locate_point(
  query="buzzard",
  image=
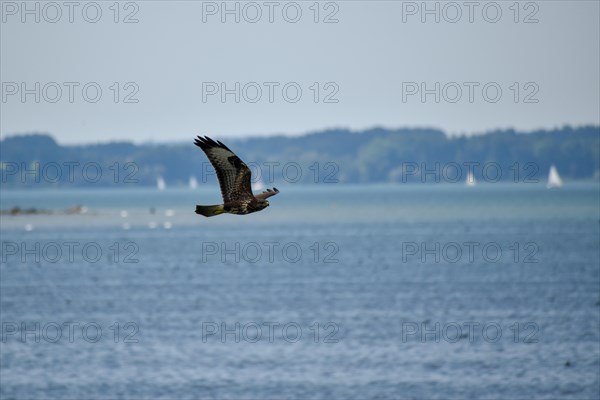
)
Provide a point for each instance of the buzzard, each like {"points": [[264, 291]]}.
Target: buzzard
{"points": [[234, 179]]}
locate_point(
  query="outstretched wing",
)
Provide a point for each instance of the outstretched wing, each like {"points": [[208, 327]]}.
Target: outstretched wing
{"points": [[266, 194], [233, 174]]}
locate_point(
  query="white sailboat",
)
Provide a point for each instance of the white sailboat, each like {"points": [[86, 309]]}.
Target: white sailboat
{"points": [[258, 186], [160, 183], [470, 181], [193, 183], [554, 180]]}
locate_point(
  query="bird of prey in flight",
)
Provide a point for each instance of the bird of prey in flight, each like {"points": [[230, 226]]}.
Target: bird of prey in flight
{"points": [[234, 179]]}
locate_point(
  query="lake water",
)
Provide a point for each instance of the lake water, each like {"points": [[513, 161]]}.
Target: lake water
{"points": [[333, 292]]}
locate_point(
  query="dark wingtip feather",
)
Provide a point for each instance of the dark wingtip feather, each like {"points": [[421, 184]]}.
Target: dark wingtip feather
{"points": [[206, 143]]}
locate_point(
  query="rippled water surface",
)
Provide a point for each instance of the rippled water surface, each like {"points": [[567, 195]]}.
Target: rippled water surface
{"points": [[333, 292]]}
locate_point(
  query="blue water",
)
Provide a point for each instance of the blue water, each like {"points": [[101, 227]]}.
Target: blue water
{"points": [[379, 280]]}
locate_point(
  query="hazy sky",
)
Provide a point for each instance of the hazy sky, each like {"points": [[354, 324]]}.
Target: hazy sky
{"points": [[487, 64]]}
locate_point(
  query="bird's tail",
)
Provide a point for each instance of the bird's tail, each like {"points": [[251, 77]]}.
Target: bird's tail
{"points": [[209, 211]]}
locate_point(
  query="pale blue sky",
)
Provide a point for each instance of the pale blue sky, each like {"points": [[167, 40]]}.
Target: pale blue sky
{"points": [[370, 56]]}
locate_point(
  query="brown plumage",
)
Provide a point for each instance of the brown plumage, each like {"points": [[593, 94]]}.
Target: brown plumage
{"points": [[234, 178]]}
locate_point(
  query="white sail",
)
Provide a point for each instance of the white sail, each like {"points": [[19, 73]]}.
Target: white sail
{"points": [[258, 186], [160, 183], [554, 180], [193, 184], [470, 181]]}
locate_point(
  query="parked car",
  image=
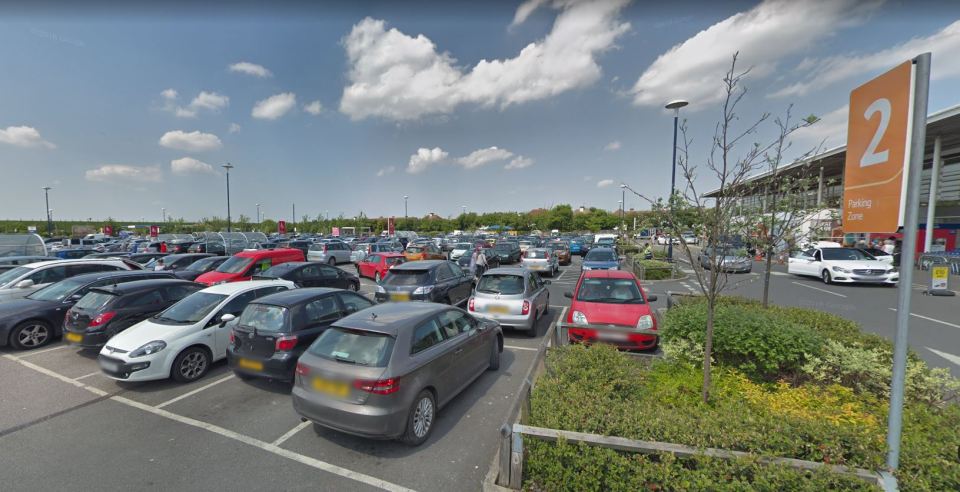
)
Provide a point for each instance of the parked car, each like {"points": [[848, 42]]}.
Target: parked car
{"points": [[109, 309], [27, 279], [185, 339], [274, 331], [727, 259], [245, 264], [424, 251], [843, 265], [540, 260], [513, 297], [384, 372], [428, 280], [378, 265], [616, 300], [201, 266], [38, 318], [332, 252], [600, 258], [312, 274]]}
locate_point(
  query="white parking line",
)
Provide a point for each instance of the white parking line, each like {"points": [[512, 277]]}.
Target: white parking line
{"points": [[935, 320], [292, 432], [191, 393], [818, 288]]}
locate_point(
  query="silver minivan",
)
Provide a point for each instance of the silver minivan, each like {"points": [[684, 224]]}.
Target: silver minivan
{"points": [[514, 297]]}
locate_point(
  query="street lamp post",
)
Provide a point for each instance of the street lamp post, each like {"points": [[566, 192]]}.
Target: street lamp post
{"points": [[675, 105], [46, 197], [228, 167]]}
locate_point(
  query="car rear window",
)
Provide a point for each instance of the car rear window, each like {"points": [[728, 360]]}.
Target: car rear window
{"points": [[264, 318], [348, 346]]}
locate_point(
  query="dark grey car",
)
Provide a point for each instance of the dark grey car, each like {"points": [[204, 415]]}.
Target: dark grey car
{"points": [[383, 372]]}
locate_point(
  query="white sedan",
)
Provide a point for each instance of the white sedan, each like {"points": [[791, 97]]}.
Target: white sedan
{"points": [[843, 265], [185, 339]]}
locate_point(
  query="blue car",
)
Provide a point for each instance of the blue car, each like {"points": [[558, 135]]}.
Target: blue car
{"points": [[601, 259]]}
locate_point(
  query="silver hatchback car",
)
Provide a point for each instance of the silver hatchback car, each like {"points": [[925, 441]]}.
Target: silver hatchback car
{"points": [[513, 297], [384, 372]]}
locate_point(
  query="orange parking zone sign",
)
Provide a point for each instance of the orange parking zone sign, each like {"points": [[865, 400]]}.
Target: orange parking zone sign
{"points": [[874, 181]]}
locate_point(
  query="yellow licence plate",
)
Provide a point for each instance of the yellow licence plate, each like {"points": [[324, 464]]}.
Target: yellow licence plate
{"points": [[331, 387], [253, 365]]}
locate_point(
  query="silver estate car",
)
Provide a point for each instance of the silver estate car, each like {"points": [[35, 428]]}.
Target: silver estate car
{"points": [[514, 297], [384, 372], [540, 260]]}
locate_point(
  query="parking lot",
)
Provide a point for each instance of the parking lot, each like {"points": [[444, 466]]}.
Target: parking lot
{"points": [[63, 425]]}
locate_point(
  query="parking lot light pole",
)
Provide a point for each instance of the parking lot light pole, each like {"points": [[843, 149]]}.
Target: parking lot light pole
{"points": [[228, 167], [675, 105]]}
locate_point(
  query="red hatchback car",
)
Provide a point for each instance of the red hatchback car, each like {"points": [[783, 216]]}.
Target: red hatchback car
{"points": [[611, 297], [377, 265]]}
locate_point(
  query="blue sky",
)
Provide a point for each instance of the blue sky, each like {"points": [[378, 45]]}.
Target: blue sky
{"points": [[566, 106]]}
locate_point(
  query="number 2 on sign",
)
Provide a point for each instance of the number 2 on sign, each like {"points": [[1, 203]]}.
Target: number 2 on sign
{"points": [[871, 156]]}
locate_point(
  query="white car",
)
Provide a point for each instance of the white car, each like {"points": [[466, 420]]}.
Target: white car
{"points": [[843, 265], [185, 339]]}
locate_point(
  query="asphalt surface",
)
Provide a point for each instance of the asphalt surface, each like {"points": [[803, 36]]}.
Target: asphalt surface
{"points": [[63, 425]]}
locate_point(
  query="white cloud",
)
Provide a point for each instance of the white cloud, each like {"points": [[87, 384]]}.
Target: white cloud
{"points": [[274, 106], [424, 158], [194, 141], [764, 35], [519, 162], [24, 136], [251, 69], [480, 157], [314, 108], [125, 173], [820, 73], [189, 165], [400, 77]]}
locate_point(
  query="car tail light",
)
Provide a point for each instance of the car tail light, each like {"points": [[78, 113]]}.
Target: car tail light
{"points": [[102, 319], [286, 343], [379, 387]]}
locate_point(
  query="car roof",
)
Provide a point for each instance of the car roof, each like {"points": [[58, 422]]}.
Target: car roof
{"points": [[391, 317]]}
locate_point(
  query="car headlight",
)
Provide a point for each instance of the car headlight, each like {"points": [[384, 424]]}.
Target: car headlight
{"points": [[645, 322], [149, 348]]}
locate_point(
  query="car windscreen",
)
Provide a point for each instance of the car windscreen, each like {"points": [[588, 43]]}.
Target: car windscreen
{"points": [[408, 277], [600, 255], [358, 347], [504, 284], [235, 264], [610, 291], [191, 309], [845, 254], [264, 318]]}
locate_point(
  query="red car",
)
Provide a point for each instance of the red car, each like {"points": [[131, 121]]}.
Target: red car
{"points": [[611, 297], [377, 265]]}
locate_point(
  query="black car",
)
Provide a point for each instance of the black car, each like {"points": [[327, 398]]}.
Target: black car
{"points": [[508, 252], [33, 321], [201, 266], [273, 331], [108, 310], [312, 274], [427, 280]]}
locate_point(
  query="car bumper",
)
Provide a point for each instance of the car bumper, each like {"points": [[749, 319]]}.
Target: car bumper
{"points": [[361, 420]]}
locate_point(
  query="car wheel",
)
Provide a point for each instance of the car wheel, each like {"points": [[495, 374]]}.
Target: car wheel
{"points": [[31, 334], [190, 365], [420, 420]]}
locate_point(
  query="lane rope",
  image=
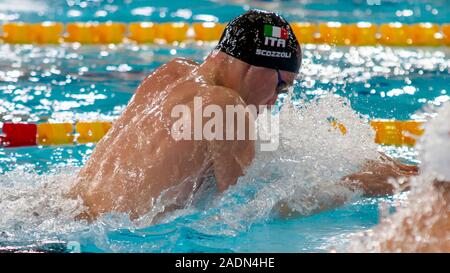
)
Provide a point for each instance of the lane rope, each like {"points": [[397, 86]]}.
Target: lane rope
{"points": [[388, 132], [333, 33]]}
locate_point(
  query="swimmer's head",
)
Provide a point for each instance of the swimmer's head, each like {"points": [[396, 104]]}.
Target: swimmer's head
{"points": [[265, 41]]}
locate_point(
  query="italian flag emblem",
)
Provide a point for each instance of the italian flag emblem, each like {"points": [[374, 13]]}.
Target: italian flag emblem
{"points": [[277, 32]]}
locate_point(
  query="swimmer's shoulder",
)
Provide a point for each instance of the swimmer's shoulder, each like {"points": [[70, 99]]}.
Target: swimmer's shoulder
{"points": [[176, 68], [167, 74], [220, 95]]}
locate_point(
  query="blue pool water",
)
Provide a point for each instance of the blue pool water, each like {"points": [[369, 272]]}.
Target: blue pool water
{"points": [[67, 83]]}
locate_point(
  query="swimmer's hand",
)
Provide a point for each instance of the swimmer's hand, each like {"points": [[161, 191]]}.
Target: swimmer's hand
{"points": [[374, 177]]}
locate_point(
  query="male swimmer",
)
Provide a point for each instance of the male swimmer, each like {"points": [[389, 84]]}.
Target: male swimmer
{"points": [[139, 161], [423, 224]]}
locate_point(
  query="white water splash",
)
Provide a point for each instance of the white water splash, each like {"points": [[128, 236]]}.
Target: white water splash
{"points": [[420, 224], [305, 170]]}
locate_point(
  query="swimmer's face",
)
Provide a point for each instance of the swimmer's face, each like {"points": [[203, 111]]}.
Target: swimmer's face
{"points": [[265, 84]]}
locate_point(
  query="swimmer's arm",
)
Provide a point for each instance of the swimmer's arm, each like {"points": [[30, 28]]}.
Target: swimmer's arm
{"points": [[373, 179], [230, 157]]}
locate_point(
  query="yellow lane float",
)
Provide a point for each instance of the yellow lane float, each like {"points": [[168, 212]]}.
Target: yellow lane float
{"points": [[425, 34], [172, 32], [362, 34], [55, 133], [84, 33], [111, 33], [18, 33], [334, 33], [91, 131], [397, 132], [395, 34], [208, 31], [143, 32]]}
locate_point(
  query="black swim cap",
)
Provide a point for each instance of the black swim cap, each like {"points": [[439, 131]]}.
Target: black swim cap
{"points": [[262, 38]]}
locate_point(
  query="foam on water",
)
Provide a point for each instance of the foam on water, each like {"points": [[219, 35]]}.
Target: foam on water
{"points": [[304, 171]]}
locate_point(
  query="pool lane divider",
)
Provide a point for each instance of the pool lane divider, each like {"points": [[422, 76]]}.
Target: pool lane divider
{"points": [[388, 132], [333, 33]]}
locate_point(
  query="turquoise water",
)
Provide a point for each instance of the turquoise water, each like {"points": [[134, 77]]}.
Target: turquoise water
{"points": [[65, 83]]}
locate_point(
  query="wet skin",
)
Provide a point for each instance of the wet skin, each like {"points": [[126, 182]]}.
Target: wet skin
{"points": [[138, 159]]}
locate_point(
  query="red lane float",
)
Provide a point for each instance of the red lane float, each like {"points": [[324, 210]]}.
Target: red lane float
{"points": [[18, 134]]}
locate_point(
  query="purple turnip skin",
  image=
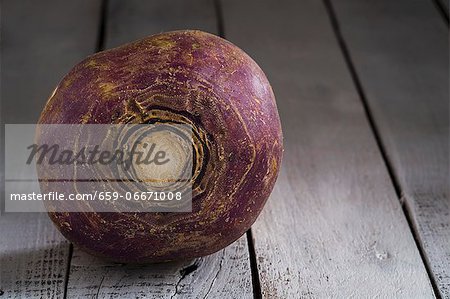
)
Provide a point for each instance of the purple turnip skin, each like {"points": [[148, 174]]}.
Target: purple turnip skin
{"points": [[223, 92]]}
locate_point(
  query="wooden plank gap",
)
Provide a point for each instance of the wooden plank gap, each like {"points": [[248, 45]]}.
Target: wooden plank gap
{"points": [[442, 9], [257, 293], [394, 179], [69, 261]]}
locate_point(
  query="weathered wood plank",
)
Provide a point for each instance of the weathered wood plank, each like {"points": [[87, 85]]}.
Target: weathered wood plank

### Task details
Find every line in the lines above that contains the string "bumper", and copy each one. Case counts.

### Full solution
  query="car bumper",
Provide a point for each instance of the car bumper, each like {"points": [[749, 319]]}.
Target: car bumper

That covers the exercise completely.